**The tasks:**
1: In the devotional about the fawn, whom did the narrator intend to wait for before dealing with the situation?
2: Extend the devotional about the fawn beneath the willow tree, starting after its final sentence.

··· Source text

Thank you Sharon Jaynes for today’s message.
I sat on my porch with my Bible in my lap and a hot mug of steamy coffee in my hand. Early morning is my favorite time of day. Just me, Jesus, and a smattering of birds.
I closed my Bible and looked out across the backyard. My eyes landed on a rounded mound of fur nestled in the grass under the willow tree.
I got up and moved in for a closer look. My heart sank as I discovered what appeared to be a curled-up baby fawn lying lifeless in the grass. Probably the same fawn my neighbor had seen nursing from its mom the day before. My heart broke. I understand the circle of life, but still. A baby fawn lay dead in my yard. Most likely the target of the coyote I’d seen roaming around.
I couldn’t get close enough to see the wound. Sometimes that is the way of things.
I did get close enough to see the sunlight passing through the velum-like ears, the intricate spots on its back, and the Bambi-like eyelashes resting on a perfectly shaped snout. I would have to wait until Steve got home to take care of the situation. I didn’t have the nerve.

······
··· Data lines

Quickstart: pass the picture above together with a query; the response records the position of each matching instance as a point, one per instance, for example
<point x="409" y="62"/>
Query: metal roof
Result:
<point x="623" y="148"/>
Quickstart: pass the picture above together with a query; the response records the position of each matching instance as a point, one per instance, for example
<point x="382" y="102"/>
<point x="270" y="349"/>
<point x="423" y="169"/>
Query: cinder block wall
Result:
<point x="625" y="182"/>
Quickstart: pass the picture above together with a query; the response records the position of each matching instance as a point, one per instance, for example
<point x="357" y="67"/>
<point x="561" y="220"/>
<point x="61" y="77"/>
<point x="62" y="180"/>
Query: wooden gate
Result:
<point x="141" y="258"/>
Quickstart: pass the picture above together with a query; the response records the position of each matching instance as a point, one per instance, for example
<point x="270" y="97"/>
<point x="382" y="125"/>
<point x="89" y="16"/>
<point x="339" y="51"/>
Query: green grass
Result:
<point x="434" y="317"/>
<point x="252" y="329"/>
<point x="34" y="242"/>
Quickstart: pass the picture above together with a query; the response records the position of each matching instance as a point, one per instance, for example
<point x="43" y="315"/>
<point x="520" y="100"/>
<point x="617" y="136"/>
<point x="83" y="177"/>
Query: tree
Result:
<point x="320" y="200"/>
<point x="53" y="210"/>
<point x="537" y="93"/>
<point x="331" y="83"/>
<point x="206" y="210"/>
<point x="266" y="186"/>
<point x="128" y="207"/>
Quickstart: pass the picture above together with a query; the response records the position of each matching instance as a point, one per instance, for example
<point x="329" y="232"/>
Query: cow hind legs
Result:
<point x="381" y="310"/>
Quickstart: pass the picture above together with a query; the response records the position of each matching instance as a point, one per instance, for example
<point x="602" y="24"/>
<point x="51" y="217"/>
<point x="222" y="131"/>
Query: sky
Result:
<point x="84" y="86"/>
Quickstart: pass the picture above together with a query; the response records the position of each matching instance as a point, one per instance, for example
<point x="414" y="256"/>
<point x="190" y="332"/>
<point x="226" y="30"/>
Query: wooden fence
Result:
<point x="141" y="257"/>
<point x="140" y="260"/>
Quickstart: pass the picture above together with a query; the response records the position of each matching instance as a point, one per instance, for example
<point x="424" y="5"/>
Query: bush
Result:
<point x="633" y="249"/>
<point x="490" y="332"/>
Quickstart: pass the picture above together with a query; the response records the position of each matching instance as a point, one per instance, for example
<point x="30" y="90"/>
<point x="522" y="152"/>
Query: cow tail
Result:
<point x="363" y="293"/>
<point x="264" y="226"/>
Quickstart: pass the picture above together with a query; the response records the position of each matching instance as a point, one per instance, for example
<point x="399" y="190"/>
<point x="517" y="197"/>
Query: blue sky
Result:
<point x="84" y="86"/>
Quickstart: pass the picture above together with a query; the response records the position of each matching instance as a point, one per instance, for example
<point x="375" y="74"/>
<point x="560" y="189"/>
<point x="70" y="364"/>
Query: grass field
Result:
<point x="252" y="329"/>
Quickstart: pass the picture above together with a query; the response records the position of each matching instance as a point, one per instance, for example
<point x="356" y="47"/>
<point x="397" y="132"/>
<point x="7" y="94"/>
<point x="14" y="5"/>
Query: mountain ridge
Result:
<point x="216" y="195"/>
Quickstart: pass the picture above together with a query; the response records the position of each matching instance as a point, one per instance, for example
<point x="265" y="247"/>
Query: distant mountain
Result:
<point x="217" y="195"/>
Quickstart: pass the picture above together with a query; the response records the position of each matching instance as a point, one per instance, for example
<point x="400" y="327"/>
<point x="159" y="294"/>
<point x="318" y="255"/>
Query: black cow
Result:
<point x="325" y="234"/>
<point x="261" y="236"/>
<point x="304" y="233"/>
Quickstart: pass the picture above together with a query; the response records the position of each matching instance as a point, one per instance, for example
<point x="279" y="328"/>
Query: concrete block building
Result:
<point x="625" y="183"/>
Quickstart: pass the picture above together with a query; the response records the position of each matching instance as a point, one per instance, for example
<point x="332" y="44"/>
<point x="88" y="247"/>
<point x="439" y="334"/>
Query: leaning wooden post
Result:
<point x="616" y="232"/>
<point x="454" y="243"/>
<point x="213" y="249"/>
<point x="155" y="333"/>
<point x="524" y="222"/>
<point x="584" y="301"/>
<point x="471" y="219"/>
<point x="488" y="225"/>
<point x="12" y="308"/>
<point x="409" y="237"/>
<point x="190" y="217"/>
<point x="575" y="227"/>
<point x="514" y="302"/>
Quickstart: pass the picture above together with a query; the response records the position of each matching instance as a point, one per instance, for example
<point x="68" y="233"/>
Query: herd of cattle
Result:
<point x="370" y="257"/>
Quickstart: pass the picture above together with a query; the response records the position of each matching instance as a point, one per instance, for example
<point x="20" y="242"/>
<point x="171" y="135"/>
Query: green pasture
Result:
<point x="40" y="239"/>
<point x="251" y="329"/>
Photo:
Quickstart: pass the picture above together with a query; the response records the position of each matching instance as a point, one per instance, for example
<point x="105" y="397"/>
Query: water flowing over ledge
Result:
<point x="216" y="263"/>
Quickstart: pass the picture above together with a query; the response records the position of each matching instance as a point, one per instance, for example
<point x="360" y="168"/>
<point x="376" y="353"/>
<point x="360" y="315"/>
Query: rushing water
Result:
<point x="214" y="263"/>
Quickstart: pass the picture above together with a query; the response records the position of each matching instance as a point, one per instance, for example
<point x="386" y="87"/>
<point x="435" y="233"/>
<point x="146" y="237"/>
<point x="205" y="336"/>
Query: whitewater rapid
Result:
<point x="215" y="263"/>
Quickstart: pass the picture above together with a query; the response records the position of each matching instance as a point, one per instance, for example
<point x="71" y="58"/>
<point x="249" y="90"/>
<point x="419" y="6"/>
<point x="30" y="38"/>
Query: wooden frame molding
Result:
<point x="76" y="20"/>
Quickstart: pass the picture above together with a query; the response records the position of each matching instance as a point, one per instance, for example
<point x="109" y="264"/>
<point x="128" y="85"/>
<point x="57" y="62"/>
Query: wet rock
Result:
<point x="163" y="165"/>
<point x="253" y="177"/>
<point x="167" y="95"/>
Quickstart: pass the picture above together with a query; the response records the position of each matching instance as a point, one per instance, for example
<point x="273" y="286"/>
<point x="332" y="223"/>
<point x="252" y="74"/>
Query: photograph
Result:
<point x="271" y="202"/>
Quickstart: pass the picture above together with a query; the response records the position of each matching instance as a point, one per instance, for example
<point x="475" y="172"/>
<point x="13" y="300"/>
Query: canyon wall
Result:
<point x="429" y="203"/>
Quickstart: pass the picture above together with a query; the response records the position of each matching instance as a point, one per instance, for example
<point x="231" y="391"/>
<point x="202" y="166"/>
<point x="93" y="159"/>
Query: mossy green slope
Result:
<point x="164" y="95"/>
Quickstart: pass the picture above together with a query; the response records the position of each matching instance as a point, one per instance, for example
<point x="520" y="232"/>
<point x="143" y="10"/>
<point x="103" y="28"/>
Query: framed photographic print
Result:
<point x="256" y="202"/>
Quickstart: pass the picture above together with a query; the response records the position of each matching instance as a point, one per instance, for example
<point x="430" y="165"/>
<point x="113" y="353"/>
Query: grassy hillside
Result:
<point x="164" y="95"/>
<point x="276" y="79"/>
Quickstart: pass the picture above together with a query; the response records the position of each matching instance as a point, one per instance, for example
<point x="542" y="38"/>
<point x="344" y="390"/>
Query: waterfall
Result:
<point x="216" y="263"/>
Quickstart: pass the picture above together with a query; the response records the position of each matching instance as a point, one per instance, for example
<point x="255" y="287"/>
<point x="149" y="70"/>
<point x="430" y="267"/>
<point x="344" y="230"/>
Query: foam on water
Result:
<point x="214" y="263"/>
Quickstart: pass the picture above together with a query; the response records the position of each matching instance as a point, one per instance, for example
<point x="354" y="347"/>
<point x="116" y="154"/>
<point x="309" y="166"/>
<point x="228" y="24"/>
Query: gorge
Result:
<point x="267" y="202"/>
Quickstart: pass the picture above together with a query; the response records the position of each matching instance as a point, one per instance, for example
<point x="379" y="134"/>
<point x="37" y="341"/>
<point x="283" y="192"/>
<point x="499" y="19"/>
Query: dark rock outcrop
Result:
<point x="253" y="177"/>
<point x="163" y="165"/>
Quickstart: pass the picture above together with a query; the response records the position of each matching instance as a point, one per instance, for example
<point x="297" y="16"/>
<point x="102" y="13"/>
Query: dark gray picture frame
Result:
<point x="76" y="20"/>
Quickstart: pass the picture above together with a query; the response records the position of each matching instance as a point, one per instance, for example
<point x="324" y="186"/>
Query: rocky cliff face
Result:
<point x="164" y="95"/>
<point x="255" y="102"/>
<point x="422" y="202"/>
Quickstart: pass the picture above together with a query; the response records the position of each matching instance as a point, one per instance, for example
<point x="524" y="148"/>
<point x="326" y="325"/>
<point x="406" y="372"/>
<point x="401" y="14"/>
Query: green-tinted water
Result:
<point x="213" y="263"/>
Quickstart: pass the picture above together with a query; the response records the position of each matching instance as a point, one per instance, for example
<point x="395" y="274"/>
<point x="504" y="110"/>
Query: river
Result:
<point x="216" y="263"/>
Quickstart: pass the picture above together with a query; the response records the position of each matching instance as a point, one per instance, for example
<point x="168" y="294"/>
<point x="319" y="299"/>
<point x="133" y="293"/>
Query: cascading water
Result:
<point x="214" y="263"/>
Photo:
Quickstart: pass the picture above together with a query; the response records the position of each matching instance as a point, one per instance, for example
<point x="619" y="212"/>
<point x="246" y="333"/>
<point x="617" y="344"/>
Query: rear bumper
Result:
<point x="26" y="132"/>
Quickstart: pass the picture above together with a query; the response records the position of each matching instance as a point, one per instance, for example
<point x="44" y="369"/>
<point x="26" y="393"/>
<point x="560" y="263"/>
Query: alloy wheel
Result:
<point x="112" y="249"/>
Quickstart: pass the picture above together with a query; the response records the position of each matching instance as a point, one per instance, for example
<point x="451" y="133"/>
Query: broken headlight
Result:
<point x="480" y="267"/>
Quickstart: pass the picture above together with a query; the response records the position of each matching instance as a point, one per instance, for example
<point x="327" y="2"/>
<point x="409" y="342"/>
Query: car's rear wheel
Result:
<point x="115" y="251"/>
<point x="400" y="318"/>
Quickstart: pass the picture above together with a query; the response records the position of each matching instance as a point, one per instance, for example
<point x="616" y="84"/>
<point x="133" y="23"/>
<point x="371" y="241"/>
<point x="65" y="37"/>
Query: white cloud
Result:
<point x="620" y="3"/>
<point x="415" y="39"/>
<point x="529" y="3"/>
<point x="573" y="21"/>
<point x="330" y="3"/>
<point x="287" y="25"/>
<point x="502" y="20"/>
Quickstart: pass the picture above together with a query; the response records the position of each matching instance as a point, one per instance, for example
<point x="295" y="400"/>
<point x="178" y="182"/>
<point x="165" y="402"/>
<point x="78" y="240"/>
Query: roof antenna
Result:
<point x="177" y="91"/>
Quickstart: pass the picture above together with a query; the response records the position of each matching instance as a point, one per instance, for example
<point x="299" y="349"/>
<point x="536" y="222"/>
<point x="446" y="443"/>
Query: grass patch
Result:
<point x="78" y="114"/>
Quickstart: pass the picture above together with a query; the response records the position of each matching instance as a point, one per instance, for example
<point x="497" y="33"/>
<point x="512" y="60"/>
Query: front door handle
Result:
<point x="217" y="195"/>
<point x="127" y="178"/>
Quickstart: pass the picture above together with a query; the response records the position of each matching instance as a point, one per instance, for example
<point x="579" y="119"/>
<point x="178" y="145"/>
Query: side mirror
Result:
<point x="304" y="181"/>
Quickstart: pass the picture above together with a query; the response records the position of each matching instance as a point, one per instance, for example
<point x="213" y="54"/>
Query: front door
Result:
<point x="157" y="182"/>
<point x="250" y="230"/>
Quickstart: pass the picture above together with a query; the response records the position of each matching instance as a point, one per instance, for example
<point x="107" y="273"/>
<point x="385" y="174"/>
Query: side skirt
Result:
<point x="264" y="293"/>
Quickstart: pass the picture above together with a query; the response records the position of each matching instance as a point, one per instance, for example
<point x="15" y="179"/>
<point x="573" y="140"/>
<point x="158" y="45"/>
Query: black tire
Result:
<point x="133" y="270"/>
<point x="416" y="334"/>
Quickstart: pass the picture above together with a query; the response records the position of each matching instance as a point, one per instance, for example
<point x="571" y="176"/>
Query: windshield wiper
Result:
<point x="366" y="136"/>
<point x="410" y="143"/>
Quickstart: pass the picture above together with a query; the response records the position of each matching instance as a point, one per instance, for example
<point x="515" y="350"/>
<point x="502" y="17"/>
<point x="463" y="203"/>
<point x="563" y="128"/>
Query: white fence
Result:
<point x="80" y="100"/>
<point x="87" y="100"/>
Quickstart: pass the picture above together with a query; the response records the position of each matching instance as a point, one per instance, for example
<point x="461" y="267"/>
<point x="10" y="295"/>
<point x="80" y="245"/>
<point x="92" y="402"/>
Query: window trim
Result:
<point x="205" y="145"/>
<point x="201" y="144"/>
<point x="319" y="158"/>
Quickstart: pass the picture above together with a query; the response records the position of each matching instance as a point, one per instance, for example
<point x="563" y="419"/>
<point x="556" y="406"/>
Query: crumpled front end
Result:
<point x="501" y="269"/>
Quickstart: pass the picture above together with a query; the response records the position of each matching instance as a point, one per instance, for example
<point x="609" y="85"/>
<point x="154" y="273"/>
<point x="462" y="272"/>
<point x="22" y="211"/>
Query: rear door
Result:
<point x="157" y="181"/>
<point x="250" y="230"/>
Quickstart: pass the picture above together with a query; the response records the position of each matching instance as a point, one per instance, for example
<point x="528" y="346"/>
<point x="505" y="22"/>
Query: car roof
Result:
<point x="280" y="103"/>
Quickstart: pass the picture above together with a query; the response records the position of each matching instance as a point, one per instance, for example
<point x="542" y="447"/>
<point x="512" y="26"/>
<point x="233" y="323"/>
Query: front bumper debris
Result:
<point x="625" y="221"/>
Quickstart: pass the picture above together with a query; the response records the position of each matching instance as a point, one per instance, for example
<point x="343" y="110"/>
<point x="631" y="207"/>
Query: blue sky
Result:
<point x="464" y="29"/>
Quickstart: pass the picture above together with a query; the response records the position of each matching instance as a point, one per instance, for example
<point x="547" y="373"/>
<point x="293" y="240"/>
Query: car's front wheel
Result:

······

**Answers per task:**
1: Steve

2:
All morning long my mind returned to the lifeless form lying in the sun. Hours passed. At noon I looked out of the window and the still fawn remained unmoved. Untouched. Undisturbed. I couldn’t stand it. I had to know what had happened to it. So I mustered up my courage and made my way to the fawn. Three feet away. Stop. No signs of an attack. I inched closer.
Finally, I knelt down by the beautifully crafted creature, admiring God’s handiwork. But I couldn’t see what had killed it.
“What happened to you, little deer?” I whispered.
Suddenly, the fawn’s head popped up! Startled eyes stared at mine…wide-eyed. Me like a deer caught in the headlights. The fawn simply caught. I fell back on my haunches! And time stood still for a moment as we stared at each other in disbelief!
Finally, the fawn sprang to its feet, wobbled a bit, and scampered off like a drunken sailor. I sat in the grass and laughed, and laughed, and laughed. So the fawn wasn’t dead after all. It had simply found a bit of grass and fallen asleep…until almost noon.
After my heart stopped pounding in my chest, God spoke to my heart, Sometimes things are dead, and sometimes they just need to be woken up.
I pondered those words for the rest of the day. I called a friend who was struggling in her marriage—in a very bad way. The sort of way that leaves you wondering if it will survive. I told her the story.
Sometimes things are dead, and sometimes they just need to be woken up.
Sometimes a marriage is dead, and sometimes it just needs to be woken up.
Sometimes a friendship is dead, and sometimes it just needs to be woken up.
Sometimes a dream is dead, and sometimes it just needs to be woken up.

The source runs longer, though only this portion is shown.